**Recorded information:**
**********

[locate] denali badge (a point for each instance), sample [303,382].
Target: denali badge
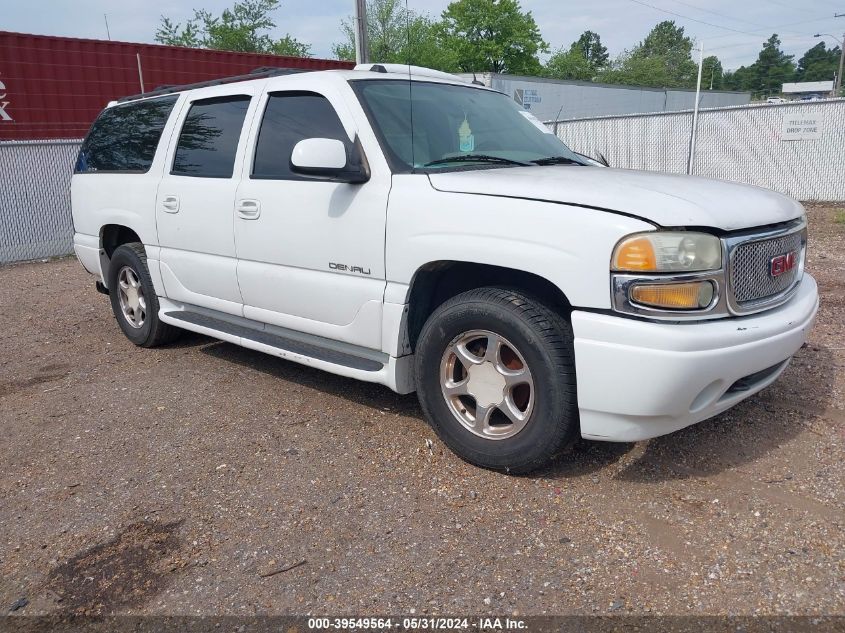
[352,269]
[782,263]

**********

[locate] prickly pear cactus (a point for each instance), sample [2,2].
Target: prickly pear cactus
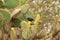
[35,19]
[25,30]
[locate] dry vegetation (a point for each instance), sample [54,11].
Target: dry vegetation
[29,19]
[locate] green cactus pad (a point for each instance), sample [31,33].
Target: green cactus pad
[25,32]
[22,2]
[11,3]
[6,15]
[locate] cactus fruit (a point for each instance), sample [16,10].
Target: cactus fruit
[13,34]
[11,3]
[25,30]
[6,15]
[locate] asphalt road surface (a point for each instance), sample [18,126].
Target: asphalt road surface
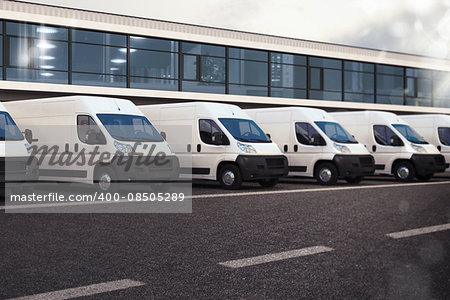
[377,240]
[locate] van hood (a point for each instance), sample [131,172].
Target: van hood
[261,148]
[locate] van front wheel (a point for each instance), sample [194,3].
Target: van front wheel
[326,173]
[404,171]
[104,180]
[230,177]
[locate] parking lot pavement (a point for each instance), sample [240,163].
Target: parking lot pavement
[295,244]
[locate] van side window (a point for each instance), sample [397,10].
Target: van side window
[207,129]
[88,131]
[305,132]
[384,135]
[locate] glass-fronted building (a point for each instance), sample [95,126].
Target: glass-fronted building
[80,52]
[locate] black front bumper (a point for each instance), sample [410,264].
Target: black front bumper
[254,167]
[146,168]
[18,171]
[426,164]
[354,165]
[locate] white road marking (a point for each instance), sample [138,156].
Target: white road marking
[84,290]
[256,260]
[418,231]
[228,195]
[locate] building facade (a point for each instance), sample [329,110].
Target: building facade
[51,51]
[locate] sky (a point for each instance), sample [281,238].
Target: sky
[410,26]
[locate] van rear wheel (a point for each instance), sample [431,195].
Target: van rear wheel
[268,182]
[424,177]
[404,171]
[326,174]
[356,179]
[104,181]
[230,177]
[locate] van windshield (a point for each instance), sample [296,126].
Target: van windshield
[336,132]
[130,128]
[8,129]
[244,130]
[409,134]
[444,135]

**********

**Aim:** Which lines above contain the string "side", counting only matches with the same case? Identify them and copy each one in full.

**Response for this exercise:**
[locate] van side window (a point for each instance), sample [397,10].
Target: van side window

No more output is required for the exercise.